(Bounding-box records)
....................

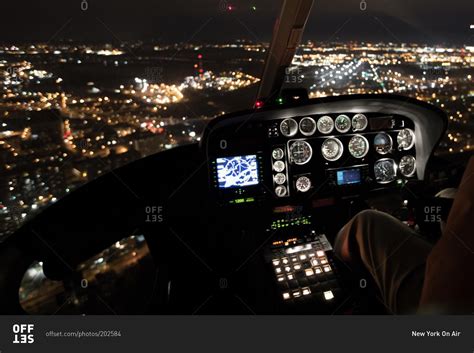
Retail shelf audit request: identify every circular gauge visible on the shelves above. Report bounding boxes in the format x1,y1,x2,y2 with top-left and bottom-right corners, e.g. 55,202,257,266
321,137,344,162
290,140,313,165
397,129,415,150
273,173,286,185
374,132,393,154
272,148,285,159
273,161,285,173
280,118,298,137
300,117,316,136
349,135,369,158
275,185,286,197
352,114,369,131
374,158,397,184
335,114,351,133
296,176,311,192
318,115,334,134
398,156,416,177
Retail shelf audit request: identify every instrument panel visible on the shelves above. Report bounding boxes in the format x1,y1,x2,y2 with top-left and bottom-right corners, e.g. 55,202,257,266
268,113,416,197
202,96,446,204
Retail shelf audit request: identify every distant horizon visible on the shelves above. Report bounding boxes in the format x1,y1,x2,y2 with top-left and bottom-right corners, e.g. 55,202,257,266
0,38,474,48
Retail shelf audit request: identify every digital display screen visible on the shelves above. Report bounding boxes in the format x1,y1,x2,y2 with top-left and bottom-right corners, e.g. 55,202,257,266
216,154,259,189
337,169,361,185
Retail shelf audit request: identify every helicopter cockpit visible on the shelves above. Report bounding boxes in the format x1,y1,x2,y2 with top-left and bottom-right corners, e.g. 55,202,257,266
0,0,468,314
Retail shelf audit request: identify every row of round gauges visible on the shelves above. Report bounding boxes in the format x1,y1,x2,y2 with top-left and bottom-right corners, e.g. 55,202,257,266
374,155,416,184
273,173,311,197
289,129,415,165
280,114,368,137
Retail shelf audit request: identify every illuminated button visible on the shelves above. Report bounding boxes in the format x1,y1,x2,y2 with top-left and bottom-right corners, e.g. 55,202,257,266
272,148,285,159
275,185,287,197
273,161,285,173
324,290,334,300
273,173,286,185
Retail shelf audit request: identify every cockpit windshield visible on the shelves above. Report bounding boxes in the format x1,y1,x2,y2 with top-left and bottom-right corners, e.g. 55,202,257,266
284,0,474,157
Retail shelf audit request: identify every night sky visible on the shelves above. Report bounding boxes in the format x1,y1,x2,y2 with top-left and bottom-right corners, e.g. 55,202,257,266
0,0,474,45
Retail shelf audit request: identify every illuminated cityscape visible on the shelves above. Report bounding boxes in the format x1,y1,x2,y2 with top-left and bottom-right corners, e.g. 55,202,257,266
0,41,474,239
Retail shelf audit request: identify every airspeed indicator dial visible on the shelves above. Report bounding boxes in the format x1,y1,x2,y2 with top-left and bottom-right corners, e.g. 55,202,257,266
349,135,369,158
290,140,313,165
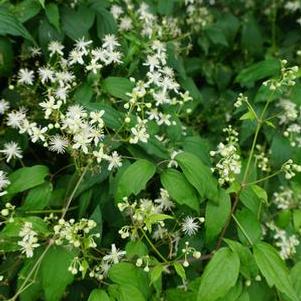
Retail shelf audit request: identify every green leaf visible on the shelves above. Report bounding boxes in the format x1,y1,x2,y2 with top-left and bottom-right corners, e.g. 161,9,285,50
293,209,301,231
0,38,14,77
239,111,256,120
103,76,134,100
118,283,146,301
90,205,102,245
7,165,48,195
0,7,34,42
173,262,186,282
88,288,110,301
253,242,299,301
61,5,95,40
236,59,280,86
224,239,258,279
205,25,229,47
160,169,200,212
20,182,52,211
40,246,76,301
290,261,301,298
197,248,240,301
45,3,61,32
235,208,262,243
241,15,263,56
92,6,117,39
175,152,218,202
14,0,41,23
205,190,231,243
125,240,148,259
115,159,156,202
150,264,164,284
109,262,150,300
37,0,45,8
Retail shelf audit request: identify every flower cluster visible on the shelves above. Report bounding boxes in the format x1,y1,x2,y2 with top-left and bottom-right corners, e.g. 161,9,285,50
281,159,301,180
277,99,301,147
18,222,40,257
118,189,174,239
266,222,300,259
111,0,182,39
273,186,299,210
263,60,299,91
53,218,100,249
255,144,271,172
124,40,192,143
185,0,214,32
0,170,10,196
210,125,241,185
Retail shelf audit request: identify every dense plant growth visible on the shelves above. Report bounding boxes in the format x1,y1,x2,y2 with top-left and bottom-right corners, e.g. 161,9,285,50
0,0,301,301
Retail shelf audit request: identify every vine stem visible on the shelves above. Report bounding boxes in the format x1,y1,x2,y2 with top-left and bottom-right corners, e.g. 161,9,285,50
61,166,88,219
215,91,274,250
140,228,168,263
232,214,253,246
246,170,281,186
7,166,88,301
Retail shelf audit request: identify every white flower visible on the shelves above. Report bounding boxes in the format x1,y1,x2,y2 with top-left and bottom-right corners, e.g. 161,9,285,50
31,126,48,143
93,145,107,163
181,216,200,236
54,86,68,103
69,49,85,65
129,126,149,144
0,99,9,114
49,135,69,154
119,17,133,31
102,34,120,51
155,188,175,210
90,110,105,128
39,96,61,119
18,222,40,257
106,151,122,170
143,55,160,72
75,37,93,55
48,41,64,57
6,109,26,129
0,170,10,196
29,47,42,57
38,67,54,84
86,59,102,74
111,4,123,19
103,244,126,264
0,141,23,162
18,68,34,85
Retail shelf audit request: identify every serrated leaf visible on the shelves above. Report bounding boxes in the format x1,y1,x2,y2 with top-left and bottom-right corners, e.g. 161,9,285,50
173,262,186,282
7,165,48,195
103,76,134,100
197,248,240,301
61,5,95,40
253,242,299,301
40,246,76,301
45,3,61,32
160,169,200,212
239,111,256,120
150,265,164,284
88,288,110,301
115,159,156,202
175,152,218,202
205,190,231,243
0,7,34,42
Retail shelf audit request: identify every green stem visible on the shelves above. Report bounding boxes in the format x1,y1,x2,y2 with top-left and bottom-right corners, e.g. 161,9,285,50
246,170,281,186
232,214,253,246
61,166,88,219
140,228,168,263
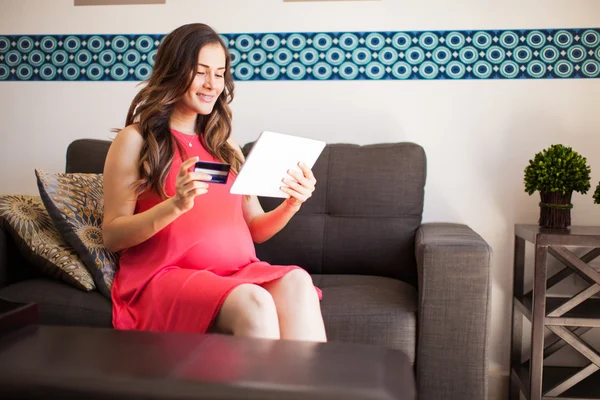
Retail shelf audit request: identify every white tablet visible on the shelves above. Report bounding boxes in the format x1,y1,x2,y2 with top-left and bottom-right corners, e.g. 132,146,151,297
230,132,325,198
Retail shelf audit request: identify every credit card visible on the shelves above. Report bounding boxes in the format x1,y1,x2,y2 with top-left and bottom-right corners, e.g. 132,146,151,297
194,161,231,183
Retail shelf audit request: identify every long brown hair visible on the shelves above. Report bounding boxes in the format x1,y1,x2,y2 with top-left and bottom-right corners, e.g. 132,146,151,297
126,24,242,199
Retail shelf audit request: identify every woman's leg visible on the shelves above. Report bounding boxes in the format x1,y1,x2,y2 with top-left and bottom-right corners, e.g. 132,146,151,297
262,269,327,342
211,284,280,339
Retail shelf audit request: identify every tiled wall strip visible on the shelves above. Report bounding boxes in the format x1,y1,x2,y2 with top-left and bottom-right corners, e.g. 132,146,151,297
0,28,600,81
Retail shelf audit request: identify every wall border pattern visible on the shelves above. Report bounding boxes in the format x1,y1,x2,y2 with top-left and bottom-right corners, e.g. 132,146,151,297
0,28,600,81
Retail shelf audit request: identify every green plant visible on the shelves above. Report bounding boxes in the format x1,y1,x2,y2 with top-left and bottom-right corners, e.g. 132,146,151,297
594,182,600,204
525,144,600,195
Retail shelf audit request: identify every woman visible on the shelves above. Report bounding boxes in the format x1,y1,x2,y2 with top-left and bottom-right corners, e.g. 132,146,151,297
103,24,327,342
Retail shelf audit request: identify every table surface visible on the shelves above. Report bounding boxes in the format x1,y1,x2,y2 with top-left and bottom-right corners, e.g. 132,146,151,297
0,325,416,400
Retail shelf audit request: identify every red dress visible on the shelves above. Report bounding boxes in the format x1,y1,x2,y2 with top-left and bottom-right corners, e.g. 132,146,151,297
112,132,322,333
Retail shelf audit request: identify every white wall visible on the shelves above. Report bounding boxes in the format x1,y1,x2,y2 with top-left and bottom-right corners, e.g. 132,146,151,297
0,0,600,394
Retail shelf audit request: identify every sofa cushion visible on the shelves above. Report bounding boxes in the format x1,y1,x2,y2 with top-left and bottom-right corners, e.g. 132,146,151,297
0,195,96,292
35,169,118,298
0,278,112,327
313,275,418,362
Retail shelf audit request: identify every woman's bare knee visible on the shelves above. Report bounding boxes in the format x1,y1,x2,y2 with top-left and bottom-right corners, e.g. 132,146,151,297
216,284,279,339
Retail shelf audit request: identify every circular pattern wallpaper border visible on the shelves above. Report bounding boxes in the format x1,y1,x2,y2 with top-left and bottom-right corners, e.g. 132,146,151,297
0,28,600,81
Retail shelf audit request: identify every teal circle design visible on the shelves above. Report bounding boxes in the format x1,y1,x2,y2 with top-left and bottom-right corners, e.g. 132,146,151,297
75,50,93,67
110,35,129,52
312,33,333,51
365,61,385,80
500,60,520,79
148,50,158,67
134,63,152,81
485,46,506,64
552,30,573,49
432,46,452,65
38,64,57,81
0,64,10,81
365,32,385,51
27,50,46,67
63,36,81,53
500,31,519,49
260,62,280,81
52,50,69,67
285,33,306,51
110,63,129,81
567,44,586,63
446,32,466,50
234,62,254,81
473,60,494,79
63,63,80,81
312,62,333,81
446,61,467,79
338,33,358,51
273,47,294,67
581,29,600,47
135,35,154,53
472,32,492,50
134,63,152,81
260,33,281,52
235,35,254,52
419,61,440,79
325,47,346,65
552,60,573,78
527,60,546,78
285,61,306,80
581,60,600,78
392,32,412,50
229,49,242,67
300,47,319,66
458,46,479,65
4,50,23,67
419,32,439,50
16,64,33,81
98,49,117,67
404,47,425,65
85,64,104,81
513,46,533,64
392,61,412,79
338,61,360,80
527,31,546,49
122,49,142,67
377,47,398,65
40,36,58,53
0,36,10,53
540,45,560,64
17,36,33,53
352,47,372,65
87,36,104,53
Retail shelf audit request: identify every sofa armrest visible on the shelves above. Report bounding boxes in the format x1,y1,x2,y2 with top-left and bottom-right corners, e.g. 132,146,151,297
415,223,491,400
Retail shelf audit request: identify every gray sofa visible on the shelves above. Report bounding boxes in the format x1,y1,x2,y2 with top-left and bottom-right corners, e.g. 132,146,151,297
0,139,491,400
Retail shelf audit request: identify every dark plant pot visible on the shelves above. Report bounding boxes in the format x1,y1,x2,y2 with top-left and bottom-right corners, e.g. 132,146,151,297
539,192,573,229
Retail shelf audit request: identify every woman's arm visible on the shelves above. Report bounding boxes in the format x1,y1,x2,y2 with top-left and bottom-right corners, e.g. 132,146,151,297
102,125,208,251
229,139,316,243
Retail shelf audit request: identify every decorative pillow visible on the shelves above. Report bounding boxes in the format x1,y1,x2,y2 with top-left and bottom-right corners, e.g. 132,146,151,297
35,169,119,298
0,195,96,292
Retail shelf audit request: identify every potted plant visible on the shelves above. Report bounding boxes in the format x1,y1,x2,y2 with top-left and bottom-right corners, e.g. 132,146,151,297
525,144,590,229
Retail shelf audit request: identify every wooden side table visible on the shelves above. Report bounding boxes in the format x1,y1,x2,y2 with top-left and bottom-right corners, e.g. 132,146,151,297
510,225,600,400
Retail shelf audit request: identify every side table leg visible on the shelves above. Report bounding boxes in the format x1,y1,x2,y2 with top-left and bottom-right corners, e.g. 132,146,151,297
529,246,548,400
509,236,525,400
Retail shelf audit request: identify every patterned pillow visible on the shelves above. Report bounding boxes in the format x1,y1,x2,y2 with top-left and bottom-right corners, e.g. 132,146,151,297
0,195,96,292
35,169,119,298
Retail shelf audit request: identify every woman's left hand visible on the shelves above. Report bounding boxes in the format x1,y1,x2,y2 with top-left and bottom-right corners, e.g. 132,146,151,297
281,163,317,208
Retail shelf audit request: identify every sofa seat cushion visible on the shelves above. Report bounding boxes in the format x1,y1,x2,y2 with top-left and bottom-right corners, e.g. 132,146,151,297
312,274,418,363
0,278,112,327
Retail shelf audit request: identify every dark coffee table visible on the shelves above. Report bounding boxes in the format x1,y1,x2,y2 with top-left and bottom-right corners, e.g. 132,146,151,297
0,325,416,400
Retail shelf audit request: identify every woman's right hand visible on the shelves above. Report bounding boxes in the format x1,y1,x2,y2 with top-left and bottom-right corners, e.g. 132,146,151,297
173,157,211,212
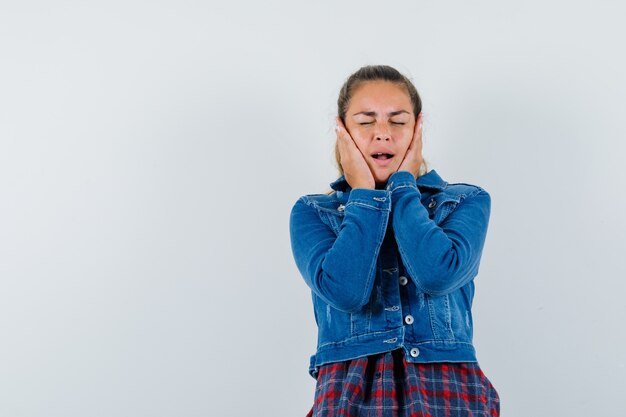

....................

WRITTEN TASK: Arrange the lines as a numbered list, from the line with "Retail shelf audit request: identify every red" up to and including the line with "0,0,600,394". Omit any blank lines.

EXERCISE ANSWER:
1. Retail shelf audit request: identify every red dress visible on the shelves above. Report bounding boxes in the format x1,y1,x2,y2 with top-left and bottom-right corners, e.g. 132,146,151,297
2. 112,132,322,333
3. Retail shelf audit request: identify every white wall visible on the shelves above. Report bounding boxes in the format x1,y1,x2,y2 with top-left and bottom-right corners, e.g. 132,146,151,297
4. 0,0,600,394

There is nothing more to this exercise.